> **What is asked**
Identify every line below that contains the word "pants", and copy each such line.

> **Extracted data entries**
# # #

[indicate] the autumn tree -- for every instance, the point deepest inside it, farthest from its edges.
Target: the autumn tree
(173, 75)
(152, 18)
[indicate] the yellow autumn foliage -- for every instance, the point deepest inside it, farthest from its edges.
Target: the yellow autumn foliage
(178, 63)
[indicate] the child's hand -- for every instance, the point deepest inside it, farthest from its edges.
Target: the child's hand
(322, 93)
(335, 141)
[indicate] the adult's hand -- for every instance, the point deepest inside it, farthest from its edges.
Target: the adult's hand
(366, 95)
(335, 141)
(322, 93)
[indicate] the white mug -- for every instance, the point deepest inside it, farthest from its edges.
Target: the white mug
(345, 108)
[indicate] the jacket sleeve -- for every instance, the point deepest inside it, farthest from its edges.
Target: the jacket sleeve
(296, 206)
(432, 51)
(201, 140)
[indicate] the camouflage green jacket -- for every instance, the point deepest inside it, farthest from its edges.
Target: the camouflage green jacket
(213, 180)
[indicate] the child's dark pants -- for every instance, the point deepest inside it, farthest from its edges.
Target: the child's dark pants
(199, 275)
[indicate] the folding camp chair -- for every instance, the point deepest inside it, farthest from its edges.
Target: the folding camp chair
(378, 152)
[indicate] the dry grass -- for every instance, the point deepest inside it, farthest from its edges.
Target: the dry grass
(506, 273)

# # #

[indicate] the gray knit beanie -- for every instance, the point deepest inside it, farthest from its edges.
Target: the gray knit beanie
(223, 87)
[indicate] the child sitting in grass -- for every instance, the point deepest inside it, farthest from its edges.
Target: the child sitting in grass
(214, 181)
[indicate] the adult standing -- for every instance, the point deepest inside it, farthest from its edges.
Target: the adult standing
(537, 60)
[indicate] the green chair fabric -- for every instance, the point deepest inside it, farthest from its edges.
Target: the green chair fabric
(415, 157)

# # #

> **Exercise result**
[indicate] the child's dark pants -- for every instance, the point deepest inside it, farthest from its edges.
Target: the child's dark pants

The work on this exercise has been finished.